> _Exercise instructions_:
1. In the pattern welding text, condense the paragraph beginning "There is a lot more to pattern welding" into a single shorter sentence that keeps its main points.
2. In the pattern welding text, which three kinds of sword does point 4 name?
3. Carry on the pattern welding text from its last line onward.

> _Passage shown_:
------------------------------
11.3.2 More to Pattern Welding

  Points to be Addressed
There is a lot more to pattern welding than what I gave you in the preceding module. There is so much in fact that I'm not sure of where to start. Making a list always helps, so here goes:
  1. How to make complex patterns not possible with twisted striped rods, e.g. the blade at the bottom of this picture?
  2. Was anything else made by pattern welding? How about sax blades and lance heads, for example?
  3. Were pattern welding techniques used outside of Northern Europe? When? What for and how?
  4. How do pattern welded swords fit in with Celtic, Roman and Viking swords, and so on?
  5. What about quench hardening of pattern welded blades? Was it done at all and if yes, was it really similar to the famous procedure used for Japanese swords?
  6. How does pattern welding relate to Damascus? Are "damascened" blades better than others?
  7. What about the revival of pattern welding in the 19th century?
  8. How to treat the surface to reveal the pattern. Is "Japanese polishing" better than "normal" polishing followed by some etching?
  9. The history of the making of pattern welded swords. Who made the first ones when and where? How did the technology develop and spread?
------------------------------
> _Given records_:
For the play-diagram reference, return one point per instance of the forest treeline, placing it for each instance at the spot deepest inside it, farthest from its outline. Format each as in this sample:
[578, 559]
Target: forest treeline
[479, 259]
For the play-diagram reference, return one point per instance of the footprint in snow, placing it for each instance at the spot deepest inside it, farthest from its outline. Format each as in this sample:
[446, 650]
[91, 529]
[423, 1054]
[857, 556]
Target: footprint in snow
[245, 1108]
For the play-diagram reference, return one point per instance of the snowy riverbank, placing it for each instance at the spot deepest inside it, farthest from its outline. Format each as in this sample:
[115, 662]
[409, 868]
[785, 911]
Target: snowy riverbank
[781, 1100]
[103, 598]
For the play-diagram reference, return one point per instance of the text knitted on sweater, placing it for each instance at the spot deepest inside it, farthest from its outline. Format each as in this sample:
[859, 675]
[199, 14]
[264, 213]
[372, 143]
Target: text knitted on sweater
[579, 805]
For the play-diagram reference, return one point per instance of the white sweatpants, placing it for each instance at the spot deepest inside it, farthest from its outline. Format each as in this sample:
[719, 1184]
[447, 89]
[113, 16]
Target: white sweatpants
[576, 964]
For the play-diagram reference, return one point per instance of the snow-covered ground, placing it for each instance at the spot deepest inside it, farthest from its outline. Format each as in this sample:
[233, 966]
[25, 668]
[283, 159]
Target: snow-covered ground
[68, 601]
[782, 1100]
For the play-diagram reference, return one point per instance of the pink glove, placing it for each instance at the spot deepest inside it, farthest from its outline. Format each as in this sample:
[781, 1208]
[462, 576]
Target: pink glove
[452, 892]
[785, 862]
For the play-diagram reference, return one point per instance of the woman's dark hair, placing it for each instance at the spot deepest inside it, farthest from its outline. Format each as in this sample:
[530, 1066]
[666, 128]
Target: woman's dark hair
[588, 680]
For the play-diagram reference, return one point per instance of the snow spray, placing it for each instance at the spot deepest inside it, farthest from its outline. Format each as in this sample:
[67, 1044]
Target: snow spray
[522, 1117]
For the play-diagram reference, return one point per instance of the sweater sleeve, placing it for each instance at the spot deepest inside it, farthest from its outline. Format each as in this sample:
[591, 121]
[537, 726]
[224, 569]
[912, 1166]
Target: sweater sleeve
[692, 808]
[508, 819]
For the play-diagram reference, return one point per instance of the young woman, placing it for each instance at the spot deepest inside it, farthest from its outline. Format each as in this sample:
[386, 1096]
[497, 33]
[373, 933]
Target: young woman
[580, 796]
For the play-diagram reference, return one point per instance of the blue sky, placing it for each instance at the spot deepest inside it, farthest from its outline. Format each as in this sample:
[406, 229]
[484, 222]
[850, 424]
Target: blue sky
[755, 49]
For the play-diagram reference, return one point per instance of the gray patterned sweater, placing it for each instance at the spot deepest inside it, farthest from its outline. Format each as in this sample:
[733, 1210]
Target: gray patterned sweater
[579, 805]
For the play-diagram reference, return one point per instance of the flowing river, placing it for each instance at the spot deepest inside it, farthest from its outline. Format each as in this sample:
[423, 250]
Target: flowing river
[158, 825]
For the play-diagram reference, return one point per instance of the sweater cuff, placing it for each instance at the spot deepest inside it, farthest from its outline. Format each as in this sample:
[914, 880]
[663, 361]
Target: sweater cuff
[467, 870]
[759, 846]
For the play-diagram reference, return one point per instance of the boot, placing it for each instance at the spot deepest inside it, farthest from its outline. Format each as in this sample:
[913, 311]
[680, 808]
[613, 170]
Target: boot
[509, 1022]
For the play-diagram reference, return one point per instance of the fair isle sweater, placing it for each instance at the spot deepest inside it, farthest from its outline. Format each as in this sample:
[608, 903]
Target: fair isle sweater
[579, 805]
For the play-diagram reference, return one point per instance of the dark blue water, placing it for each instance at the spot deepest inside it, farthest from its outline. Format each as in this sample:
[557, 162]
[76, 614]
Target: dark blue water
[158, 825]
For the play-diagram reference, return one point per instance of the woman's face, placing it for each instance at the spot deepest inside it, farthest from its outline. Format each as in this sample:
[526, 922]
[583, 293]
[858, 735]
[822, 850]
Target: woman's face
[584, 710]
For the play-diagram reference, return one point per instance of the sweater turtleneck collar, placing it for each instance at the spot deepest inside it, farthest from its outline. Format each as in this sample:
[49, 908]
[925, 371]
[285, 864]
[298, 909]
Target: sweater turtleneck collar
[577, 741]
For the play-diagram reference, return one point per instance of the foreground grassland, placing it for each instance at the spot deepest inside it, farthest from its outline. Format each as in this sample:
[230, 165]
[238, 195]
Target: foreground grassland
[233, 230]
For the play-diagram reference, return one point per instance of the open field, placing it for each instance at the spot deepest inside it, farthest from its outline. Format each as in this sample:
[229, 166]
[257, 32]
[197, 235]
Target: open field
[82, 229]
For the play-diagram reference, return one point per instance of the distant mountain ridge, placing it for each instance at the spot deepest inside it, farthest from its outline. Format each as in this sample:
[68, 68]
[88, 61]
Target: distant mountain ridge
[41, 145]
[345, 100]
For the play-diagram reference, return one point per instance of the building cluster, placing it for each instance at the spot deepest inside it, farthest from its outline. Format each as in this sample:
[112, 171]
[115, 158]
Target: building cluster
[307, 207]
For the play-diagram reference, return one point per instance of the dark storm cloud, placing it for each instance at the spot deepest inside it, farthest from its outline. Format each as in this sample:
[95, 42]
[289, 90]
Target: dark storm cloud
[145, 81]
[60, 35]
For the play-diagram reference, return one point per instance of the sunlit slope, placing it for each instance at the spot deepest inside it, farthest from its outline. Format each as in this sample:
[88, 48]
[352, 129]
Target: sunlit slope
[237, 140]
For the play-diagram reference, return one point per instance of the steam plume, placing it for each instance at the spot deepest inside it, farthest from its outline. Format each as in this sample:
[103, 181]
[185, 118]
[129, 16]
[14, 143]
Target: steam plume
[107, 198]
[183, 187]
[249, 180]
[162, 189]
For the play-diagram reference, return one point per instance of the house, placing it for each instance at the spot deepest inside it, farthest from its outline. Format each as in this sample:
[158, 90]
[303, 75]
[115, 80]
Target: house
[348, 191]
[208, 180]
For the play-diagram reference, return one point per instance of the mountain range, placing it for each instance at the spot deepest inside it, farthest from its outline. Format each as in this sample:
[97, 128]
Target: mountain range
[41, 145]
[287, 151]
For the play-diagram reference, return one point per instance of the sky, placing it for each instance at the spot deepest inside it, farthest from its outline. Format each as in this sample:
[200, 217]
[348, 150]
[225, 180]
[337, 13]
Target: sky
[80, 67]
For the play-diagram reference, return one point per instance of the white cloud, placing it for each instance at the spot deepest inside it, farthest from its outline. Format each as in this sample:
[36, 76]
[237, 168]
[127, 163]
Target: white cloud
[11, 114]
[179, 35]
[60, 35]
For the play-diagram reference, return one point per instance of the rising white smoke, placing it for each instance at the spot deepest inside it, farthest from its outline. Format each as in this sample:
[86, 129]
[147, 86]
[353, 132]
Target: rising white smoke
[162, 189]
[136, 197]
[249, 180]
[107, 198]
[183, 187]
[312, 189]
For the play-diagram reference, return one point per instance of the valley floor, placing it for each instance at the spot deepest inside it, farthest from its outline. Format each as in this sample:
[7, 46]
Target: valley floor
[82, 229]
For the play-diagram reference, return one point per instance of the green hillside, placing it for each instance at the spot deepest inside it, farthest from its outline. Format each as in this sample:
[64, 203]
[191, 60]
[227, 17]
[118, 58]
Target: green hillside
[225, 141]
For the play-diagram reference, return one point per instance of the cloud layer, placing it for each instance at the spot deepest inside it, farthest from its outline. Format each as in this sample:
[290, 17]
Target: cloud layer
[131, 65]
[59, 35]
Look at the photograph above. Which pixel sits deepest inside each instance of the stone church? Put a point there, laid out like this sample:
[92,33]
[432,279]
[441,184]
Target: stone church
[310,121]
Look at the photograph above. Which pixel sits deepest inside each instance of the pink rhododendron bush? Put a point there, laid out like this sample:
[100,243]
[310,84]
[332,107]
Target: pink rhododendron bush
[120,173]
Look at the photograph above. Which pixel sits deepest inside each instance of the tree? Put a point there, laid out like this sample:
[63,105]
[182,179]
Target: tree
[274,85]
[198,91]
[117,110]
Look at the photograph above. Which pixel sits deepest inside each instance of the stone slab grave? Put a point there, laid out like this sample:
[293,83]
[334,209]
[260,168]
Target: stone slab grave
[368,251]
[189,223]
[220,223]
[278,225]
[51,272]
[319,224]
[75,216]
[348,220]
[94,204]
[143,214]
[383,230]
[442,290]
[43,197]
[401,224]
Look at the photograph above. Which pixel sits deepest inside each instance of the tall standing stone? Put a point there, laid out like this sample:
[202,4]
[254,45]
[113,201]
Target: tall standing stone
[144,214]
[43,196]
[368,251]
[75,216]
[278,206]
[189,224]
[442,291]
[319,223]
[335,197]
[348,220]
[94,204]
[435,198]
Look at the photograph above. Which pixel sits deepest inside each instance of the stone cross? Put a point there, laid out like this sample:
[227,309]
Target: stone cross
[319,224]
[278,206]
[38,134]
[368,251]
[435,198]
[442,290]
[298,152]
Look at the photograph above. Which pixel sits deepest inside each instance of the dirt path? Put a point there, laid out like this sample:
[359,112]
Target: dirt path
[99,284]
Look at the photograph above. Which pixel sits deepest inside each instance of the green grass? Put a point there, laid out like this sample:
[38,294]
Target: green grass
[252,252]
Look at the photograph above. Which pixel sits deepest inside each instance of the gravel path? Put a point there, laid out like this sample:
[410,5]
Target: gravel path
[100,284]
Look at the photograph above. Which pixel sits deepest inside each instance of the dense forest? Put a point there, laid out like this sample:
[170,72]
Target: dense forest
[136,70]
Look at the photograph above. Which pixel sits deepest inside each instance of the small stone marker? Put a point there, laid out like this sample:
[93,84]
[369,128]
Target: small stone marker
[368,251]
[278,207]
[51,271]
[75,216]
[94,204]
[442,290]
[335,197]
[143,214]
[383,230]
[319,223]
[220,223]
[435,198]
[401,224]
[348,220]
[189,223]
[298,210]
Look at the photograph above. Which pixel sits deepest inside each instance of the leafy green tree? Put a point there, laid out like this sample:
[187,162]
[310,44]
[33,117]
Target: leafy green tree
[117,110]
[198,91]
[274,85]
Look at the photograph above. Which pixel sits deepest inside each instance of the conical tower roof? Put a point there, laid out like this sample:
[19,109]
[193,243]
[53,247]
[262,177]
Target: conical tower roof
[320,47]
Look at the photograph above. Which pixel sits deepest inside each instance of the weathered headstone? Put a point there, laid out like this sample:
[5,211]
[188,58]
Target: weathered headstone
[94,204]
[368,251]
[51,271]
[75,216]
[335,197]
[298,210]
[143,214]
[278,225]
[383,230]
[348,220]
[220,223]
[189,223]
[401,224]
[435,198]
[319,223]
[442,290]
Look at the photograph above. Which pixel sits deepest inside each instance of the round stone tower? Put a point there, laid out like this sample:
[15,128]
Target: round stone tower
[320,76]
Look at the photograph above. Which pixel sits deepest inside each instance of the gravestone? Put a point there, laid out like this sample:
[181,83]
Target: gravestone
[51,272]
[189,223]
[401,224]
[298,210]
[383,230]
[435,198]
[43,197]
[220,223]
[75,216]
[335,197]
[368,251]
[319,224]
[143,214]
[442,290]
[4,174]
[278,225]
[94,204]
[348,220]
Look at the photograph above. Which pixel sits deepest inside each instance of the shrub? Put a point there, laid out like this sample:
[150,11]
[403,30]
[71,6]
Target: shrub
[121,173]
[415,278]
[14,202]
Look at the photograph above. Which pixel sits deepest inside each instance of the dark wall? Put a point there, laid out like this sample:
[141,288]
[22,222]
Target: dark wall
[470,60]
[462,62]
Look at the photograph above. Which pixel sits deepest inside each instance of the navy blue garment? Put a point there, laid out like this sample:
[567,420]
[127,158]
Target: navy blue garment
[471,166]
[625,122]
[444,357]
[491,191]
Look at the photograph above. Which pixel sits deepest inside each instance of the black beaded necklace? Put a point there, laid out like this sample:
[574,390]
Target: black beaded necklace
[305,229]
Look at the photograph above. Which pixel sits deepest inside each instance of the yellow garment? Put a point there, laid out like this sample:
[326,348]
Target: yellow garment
------------------------------
> _Responses for each task_:
1. Pattern welding involves far more than the preceding module covered, so much that it is unclear where to begin, and a list helps sort it out.

2. Celtic, Roman and Viking swords.

3.
  10. The history of the discovery of the pattern welded swords. How many have been dug out when and where. Where are they now? What kind of investigations took place? Why are the Danes so pissed about the Nydam treasure in Schleswig?
  11. The metallurgy of the pattern welded sword. What do we know and what doe we guess?
That's a long list and it is probably not even complete. Some questions have short answers, some merit own chapters. And they all are interconnected. Some of these questions cannot be answered without referring to other ones.
Here I will deal quite shortly with these questions; details can be found in plenty of additional modules
To say it once more: If you want to know a lot about some of these topics, do what I said before:

Read Manfred Sachse's book!

You will find answers to many but not all of the questions above.
Now let's start.
  Complex Patterns: The Serpent in the Sword
Piling (partially) twisted striped rods can make a wealth of pleasing patterns; just look at all the examples given. There are, however, a few old pattern welded swords that did have rather unusual patterns that could be made with striped rods but not with straight rods. An extra process was needed for swords exhibiting a so-called "serpent in the sword" pattern, i.e. undulating lines running down the center of the blade. I have already shown an example; there are more in this link.
There is some speculation that these undulating lines symbolize something like serpents, symbols imbued with mystical powers. That's why the "Serpent" swords have their own module.
Maybe other patterns have some symbolic meaning, too? We don't know.
Special Module

Serpent swords
How does one make a serpent? If you have no better idea, this would work:
Making a serpent in the sword
Making a serpent in the sword. One side has been ground to be flat.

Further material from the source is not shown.